> _Goal of the exercise_
Go through the entries below and copy every line that holds the word "swan".

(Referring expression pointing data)

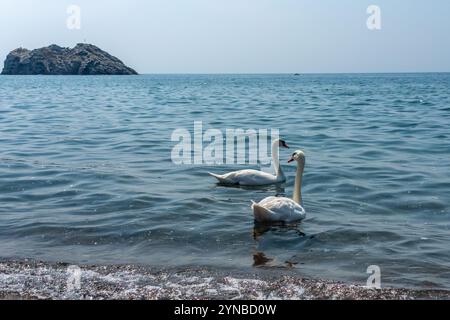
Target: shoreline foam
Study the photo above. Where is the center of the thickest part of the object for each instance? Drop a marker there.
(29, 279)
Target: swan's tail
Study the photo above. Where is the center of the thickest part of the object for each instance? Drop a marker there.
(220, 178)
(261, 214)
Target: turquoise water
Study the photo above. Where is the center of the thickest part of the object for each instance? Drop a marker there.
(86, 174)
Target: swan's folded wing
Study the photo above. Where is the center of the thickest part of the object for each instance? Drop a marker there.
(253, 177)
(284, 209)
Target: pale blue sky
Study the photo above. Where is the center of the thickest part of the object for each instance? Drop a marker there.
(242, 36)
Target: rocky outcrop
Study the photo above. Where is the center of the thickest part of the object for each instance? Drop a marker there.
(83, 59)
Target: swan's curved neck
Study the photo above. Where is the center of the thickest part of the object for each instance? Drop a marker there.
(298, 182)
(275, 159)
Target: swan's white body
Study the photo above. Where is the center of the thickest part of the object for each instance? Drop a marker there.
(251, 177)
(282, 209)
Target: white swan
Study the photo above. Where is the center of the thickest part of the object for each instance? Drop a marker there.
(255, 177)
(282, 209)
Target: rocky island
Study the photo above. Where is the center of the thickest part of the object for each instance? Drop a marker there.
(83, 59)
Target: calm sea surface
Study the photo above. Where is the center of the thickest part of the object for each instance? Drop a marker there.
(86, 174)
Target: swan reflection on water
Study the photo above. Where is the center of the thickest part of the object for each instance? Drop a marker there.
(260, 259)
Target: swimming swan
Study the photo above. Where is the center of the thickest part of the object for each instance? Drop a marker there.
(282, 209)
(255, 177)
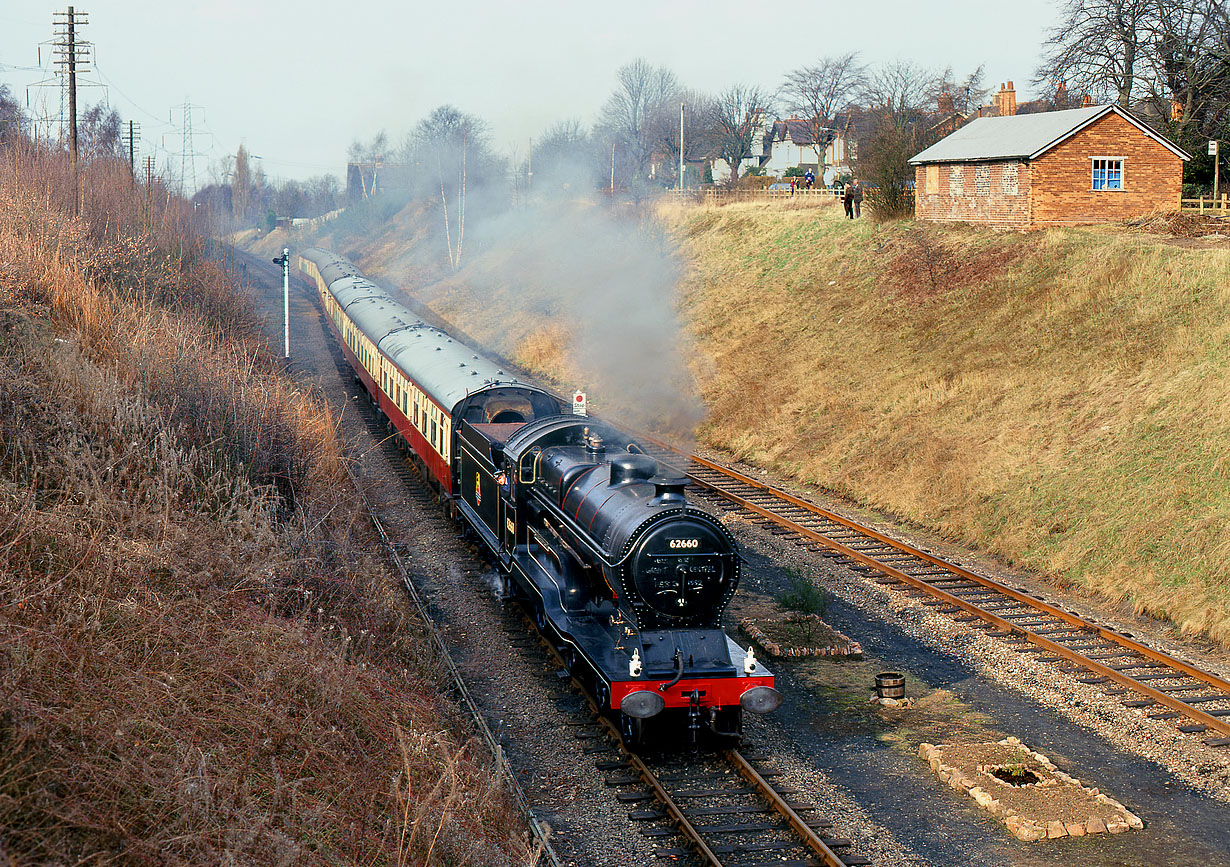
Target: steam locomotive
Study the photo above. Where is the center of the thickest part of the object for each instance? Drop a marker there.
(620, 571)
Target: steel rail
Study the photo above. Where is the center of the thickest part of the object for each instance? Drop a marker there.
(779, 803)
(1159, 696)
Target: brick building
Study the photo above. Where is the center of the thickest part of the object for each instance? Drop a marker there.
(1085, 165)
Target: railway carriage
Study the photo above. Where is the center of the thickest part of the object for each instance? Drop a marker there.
---
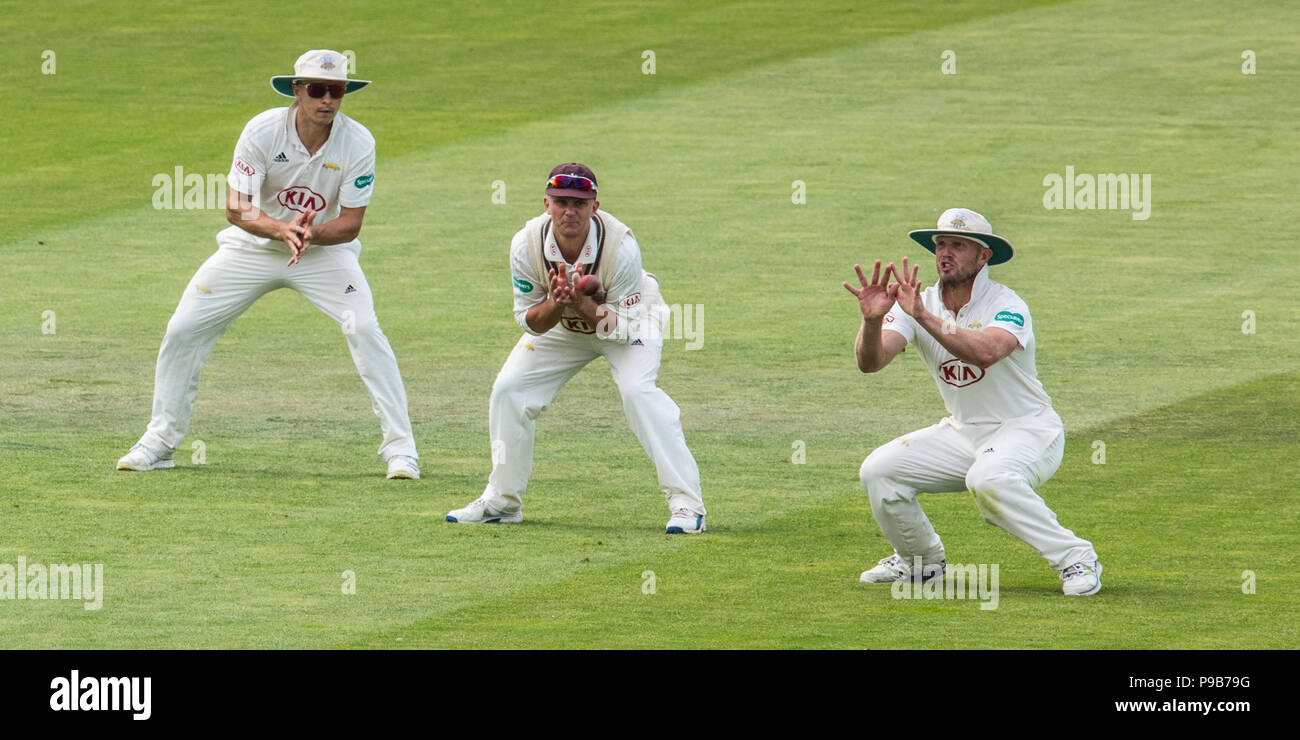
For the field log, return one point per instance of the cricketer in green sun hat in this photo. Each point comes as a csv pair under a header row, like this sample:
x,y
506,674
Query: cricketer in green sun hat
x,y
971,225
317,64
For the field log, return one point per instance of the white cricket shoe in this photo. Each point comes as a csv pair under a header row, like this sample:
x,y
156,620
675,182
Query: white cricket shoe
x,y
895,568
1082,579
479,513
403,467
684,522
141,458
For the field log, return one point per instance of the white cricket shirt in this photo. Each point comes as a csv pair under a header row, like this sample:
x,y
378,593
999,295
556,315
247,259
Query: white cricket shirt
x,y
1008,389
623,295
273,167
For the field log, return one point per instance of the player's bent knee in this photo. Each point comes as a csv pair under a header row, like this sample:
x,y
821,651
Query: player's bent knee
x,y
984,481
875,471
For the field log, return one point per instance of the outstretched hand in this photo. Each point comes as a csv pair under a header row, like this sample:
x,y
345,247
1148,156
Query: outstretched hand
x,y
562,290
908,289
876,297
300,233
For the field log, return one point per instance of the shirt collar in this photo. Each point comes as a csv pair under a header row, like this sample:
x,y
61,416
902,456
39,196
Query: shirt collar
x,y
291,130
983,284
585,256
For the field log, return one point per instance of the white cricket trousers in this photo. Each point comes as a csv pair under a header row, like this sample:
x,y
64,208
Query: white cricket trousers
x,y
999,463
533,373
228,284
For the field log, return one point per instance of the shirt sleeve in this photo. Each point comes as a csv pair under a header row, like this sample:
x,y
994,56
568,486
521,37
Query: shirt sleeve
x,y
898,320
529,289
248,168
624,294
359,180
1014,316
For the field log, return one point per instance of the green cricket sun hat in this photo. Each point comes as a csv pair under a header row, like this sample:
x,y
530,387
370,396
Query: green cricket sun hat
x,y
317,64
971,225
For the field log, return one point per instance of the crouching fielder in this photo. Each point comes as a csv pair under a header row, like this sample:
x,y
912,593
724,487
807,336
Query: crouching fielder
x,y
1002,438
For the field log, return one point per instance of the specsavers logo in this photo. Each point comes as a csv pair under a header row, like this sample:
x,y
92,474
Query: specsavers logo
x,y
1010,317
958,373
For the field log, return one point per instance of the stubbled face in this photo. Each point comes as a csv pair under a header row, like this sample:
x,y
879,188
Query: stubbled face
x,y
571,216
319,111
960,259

> _Solution_
Target: swan's tail
Target: swan's folded wing
Target: swan's curved neck
Target: swan's white body
Target: white swan
Target: swan reflection on water
Target: swimming swan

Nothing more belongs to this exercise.